* BEGIN TEXT PASSAGE *

Monday, March 31, 2014

A Parade and A Pyramid

Jackson is almost four.  That age at which he understands his separateness from other people, but does not yet understand the separateness of his emotions.  His will is clear and distinct, but his heart is still one with the world.  Whatever is happening to him, be it highest joy or deepest sorrow, is happening to the world.  That thing – the filter, the wall, the individuation of identity – that will eventually teach him that this is not so, that his feelings are uniquely his and that not everyone can be trusted with them –  has yet to take hold.  
I am sitting on the curb watching him and his cousins jockey for position along the edge of the road as the St. Patrick’s Day parade flows by.  As soon as a float-rider’s arm cocks back to toss a handful of Jolly Ranchers into the street, the three of them dash forward to scoop up the treasure.  Other children converge from different angles and the result of the looting and pillaging is not always an equitable division of loot.  As the youngest and smallest among the group camped on that section of sidewalk, Jackson does not always return triumphant.
When he does, the plastic-wrapped corn syrup confection clutched in his little fist, he is ecstatic.  When he does not, his hands empty, his shoulders drooping surprisingly low for a four-year-old, he is morose.  The speed with which he moves from one expression to the other corresponds exactly to the speed at which the next float or tractor or pamphlet-distributing politician appears.

* END TEXT PASSAGE *
* BEGIN DATA SECTION *

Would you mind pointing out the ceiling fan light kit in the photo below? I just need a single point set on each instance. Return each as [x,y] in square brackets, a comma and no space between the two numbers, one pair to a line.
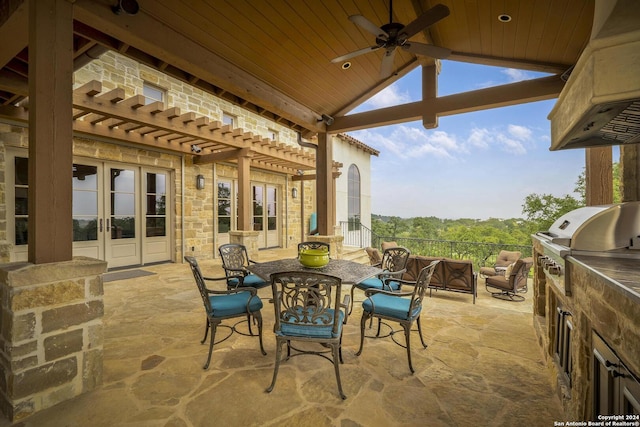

* END DATA SECTION *

▸ WHAT YOU WILL DO:
a - In the essay about Jackson at the St. Patrick's Day parade, what do the float riders toss into the street?
b - Write the next paragraph of the essay about Jackson at the St. Patrick's Day parade, picking up right after its final sentence.

▸ RESULTS:
a - Handfuls of Jolly Ranchers.

b -
Driving home at the end of the day, my arms still holding the heat of the sunshine and my head the image of my sweet boy waving his arms to get the attention of the candy-throwers, the parade turns into parable.  I realize that, for Jackson, the candy had not really been the object.  Each time he had been successful in gathering up a piece or two, he’d quickly brought it to the curb and handed it over to either me or his mother.  Once or twice he’d actually opened the package only to stick his tongue to whatever was inside and decide against it.  But he kept going back, kept hurrying hard into the scrum of children.  His prize, though he couldn’t know it yet, was the participation.
People whose business it is to know these things – teachers and preachers, psychologists and seers – tell us that the need to belong is a fundamental human motivation and it influences a wide range of behavioral and emotional responses.  On Maslow’s hierarchy of needs it is right there near the top.  It is the impulse behind every dare ever accepted and the impetus for many a Las Vegas wedding and ill-advised tattoo.  And Jackson has just reminded me that that craving, that insatiable hunger to be a part of something, doesn’t suddenly appear in middle school.  It is there from the very beginning.
It is also there to the very end.  
My fingers are curved around the steering wheel and my eyes are fixed on the flat straight road before me.  Miles ahead the white lines on either side converge into a single point and the road disappears.  The vanishing point.  I am headed toward the vanishing point.  For a moment I am acutely aware of Jackson’s youth and my age, painfully alert to the fact that I may not be around to see his tattoos or hear the stories of the dares he takes or – please, God! – doesn’t.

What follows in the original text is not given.